## Task statement
Starting from the line that contains "to the alamy", reproduce each line exactly through the end of the material, and include no other lines.

#### Data for this exercise ####

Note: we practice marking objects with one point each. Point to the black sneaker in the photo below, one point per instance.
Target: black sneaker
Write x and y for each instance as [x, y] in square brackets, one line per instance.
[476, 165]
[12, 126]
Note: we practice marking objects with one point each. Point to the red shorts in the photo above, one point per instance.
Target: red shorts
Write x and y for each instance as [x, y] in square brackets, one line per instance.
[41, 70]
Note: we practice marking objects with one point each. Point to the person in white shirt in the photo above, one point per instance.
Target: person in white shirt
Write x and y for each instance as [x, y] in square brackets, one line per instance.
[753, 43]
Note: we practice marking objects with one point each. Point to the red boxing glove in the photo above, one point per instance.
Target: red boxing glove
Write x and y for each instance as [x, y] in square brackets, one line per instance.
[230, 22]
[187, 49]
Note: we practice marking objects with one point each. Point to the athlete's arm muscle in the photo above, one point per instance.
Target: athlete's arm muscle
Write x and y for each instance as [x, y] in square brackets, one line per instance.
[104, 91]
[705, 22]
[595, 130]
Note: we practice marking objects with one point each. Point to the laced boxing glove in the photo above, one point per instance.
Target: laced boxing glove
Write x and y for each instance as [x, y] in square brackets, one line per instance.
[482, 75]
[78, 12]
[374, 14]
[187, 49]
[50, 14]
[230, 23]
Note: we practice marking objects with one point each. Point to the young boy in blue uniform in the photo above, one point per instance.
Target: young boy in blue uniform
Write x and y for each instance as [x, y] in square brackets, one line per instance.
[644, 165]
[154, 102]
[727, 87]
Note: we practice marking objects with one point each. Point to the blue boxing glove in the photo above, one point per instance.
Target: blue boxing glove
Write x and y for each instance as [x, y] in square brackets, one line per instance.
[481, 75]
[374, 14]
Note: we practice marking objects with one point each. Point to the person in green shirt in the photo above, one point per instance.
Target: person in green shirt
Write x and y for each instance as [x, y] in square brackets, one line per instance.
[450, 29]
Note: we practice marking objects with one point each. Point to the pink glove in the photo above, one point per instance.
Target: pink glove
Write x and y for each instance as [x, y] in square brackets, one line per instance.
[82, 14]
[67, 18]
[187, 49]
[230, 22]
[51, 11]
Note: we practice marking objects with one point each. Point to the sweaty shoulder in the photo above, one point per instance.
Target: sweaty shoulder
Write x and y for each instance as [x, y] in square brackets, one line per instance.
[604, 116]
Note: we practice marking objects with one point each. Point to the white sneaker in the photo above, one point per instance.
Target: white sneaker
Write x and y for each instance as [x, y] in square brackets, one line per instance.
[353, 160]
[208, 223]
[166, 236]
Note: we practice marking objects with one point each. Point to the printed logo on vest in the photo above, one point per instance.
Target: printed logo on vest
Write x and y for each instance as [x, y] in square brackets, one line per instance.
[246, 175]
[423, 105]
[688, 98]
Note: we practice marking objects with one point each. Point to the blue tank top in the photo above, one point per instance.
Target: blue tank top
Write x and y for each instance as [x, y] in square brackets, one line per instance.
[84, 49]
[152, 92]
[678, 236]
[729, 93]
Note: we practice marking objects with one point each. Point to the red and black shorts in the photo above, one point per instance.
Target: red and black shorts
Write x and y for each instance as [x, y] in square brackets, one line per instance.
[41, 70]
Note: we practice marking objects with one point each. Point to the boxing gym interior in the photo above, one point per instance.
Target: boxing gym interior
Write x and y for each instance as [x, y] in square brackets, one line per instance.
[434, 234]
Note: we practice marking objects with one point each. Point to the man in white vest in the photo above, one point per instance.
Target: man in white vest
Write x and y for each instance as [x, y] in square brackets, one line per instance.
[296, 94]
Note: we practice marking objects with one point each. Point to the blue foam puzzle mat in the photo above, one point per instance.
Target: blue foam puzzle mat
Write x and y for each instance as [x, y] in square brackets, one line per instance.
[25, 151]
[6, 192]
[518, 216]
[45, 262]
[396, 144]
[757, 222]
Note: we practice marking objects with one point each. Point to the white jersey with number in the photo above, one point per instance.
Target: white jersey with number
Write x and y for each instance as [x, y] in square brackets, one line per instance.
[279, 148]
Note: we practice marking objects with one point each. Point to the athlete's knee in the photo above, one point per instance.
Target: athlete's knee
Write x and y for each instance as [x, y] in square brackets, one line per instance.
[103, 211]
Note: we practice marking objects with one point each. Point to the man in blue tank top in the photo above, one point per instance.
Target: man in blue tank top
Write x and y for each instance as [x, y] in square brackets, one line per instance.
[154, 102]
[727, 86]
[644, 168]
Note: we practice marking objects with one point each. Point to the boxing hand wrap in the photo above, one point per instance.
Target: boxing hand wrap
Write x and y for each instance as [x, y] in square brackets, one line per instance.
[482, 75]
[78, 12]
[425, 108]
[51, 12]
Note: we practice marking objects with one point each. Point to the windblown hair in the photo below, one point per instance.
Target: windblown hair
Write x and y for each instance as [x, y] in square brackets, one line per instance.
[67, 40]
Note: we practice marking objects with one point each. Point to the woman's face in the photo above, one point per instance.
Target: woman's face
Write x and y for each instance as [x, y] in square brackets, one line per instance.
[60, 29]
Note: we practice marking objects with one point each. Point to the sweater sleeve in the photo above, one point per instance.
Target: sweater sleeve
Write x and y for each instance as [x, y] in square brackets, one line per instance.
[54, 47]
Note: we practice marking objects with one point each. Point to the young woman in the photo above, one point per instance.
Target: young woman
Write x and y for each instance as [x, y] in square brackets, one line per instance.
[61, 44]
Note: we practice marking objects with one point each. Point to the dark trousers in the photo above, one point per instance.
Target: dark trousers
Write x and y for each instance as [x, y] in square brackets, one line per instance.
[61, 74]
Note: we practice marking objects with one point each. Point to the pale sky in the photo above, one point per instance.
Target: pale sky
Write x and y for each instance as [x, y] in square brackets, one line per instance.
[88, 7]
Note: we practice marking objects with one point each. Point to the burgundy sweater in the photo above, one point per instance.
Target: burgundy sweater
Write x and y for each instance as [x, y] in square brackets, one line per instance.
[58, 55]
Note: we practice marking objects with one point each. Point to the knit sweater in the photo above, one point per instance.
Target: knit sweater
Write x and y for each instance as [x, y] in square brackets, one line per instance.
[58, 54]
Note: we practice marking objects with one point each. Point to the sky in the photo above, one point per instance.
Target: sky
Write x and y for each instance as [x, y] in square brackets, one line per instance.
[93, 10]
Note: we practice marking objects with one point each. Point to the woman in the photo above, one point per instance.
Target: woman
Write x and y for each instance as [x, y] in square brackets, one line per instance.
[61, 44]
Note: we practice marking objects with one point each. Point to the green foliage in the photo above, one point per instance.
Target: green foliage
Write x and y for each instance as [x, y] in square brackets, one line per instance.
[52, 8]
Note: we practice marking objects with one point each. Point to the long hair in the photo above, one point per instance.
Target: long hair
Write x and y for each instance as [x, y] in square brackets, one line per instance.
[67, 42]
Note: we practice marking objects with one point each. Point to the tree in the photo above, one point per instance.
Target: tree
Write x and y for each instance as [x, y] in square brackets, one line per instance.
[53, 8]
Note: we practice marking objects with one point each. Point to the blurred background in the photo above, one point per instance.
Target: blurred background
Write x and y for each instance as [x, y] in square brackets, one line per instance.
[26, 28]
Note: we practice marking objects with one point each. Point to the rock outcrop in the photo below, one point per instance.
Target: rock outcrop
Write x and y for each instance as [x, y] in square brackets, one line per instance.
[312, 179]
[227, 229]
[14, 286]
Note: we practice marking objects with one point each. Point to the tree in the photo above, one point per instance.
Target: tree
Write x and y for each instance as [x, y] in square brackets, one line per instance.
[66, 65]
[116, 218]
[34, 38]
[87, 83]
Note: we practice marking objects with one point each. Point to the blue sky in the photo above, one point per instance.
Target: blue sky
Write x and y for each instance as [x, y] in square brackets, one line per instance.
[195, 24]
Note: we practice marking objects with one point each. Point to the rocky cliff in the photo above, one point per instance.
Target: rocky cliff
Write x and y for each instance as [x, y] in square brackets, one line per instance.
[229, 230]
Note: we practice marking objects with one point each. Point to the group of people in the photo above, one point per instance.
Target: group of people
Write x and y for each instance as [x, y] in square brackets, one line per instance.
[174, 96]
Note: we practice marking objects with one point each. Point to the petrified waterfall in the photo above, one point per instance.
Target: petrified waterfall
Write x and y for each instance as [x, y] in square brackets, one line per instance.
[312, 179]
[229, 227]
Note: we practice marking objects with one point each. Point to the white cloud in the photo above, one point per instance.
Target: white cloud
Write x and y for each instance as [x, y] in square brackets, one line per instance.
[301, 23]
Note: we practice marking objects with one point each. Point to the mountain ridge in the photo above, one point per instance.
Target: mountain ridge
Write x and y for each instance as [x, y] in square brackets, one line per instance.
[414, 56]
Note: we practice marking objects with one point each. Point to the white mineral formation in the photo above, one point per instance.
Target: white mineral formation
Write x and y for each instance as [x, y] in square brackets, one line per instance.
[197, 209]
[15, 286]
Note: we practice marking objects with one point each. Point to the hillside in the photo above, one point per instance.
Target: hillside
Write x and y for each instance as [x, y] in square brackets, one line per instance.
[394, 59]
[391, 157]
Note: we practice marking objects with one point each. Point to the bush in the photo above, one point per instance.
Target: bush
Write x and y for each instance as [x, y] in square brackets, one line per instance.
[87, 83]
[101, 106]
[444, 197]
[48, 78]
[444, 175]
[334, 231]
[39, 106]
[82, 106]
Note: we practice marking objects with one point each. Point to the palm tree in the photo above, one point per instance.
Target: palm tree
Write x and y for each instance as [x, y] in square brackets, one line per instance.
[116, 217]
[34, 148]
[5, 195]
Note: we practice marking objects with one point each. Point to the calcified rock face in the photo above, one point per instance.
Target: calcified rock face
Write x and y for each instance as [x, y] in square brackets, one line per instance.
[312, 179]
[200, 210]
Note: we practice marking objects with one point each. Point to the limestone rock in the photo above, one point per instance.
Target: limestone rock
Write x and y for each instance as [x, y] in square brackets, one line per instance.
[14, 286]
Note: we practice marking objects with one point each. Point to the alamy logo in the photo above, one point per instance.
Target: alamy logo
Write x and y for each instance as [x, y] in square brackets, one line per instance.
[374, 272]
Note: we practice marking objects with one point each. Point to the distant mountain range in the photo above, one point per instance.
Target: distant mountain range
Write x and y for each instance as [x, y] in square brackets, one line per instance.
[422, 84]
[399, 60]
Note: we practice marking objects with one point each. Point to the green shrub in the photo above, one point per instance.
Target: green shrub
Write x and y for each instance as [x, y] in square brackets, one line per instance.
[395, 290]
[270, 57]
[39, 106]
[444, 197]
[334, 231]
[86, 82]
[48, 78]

####

## Reply to the task
Note: we practice marking objects with one point each. Point to the alamy logo in the photo above, one point per instance.
Target: alamy logo
Write x and y for each instance as [x, y] in square brackets, one line per instance.
[374, 272]
Note: we practice marking objects with one point each. Point to the distant mountain range in the photo above, one point per instance.
Target: distant mountain range
Write x and y for each instance as [x, y] in square brackets, one line per instance.
[422, 84]
[399, 60]
Note: we practice marking objects with one point each. Point to the green shrub in the photo above, one point per instance.
Target: green shrub
Write x and y for each instance as [x, y] in square brackets, one line per instance.
[395, 290]
[270, 57]
[39, 106]
[444, 197]
[334, 231]
[86, 82]
[48, 78]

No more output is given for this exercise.